▸ Task description: Repeat precisely, and only, the lines between the line containing "Spot the tree and" and the end of the listing below, both ends included.

▸ Information given:
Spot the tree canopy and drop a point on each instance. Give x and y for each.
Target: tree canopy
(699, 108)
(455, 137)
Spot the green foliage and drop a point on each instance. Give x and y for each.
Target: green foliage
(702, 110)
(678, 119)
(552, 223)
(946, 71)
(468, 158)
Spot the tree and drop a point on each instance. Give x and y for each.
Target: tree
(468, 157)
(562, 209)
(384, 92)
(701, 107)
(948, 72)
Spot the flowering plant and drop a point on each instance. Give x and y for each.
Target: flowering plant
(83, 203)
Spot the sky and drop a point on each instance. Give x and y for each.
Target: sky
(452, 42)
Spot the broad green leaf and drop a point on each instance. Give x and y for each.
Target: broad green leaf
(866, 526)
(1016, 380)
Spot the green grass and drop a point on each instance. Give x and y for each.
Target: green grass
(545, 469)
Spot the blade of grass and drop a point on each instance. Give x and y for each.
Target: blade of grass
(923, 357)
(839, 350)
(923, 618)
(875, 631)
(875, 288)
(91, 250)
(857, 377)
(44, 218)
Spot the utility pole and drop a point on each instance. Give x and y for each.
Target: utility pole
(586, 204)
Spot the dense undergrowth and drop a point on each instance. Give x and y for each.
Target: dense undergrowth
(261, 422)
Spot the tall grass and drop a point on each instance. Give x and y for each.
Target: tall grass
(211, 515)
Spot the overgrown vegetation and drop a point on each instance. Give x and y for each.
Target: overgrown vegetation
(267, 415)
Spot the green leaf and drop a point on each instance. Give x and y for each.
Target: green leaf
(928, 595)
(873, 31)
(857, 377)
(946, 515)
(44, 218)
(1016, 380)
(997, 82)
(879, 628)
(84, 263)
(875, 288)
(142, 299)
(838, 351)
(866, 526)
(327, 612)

▸ Reply:
Spot the tree and drop a point on each instance. Give x and y for each.
Target: tree
(468, 157)
(562, 209)
(384, 92)
(701, 107)
(948, 72)
Spot the flowering plant and drop a point on each instance. Give x and y for each.
Target: flowering plant
(83, 203)
Spot the sky and drop a point on each instance. Give x and y for each.
Target: sky
(452, 42)
Spot the broad green leaf and drop a point on each instance. Give x and y for each.
Target: broad green leaf
(866, 526)
(1016, 380)
Spot the green grass and drop a point on each instance. Give x and y for each.
Target: green grass
(545, 469)
Spot the blade of grass and drop a point on each instance. Give x and y for each.
Target: blade of grass
(923, 357)
(839, 350)
(923, 618)
(875, 631)
(875, 288)
(91, 250)
(857, 377)
(44, 218)
Spot the utility pole and drop a point on each instance. Give x and y for each.
Target: utility pole
(586, 204)
Spot the dense undergrowth and drop a point on each instance. Give x and y for each.
Target: dense undergrowth
(261, 422)
Spot the tall grass and drop a point on each instance. Give x and y for each.
Target: tall grass
(211, 515)
Spot the overgrown vegetation and drop a point on each instance. Give x and y for each.
Target: overgrown vegetation
(267, 415)
Spot the green leaf and drop a point on each instance. Give x and y for each.
Target: green leaf
(928, 595)
(873, 31)
(857, 377)
(946, 515)
(44, 218)
(1016, 380)
(997, 82)
(879, 628)
(84, 263)
(875, 288)
(142, 299)
(838, 351)
(866, 526)
(327, 612)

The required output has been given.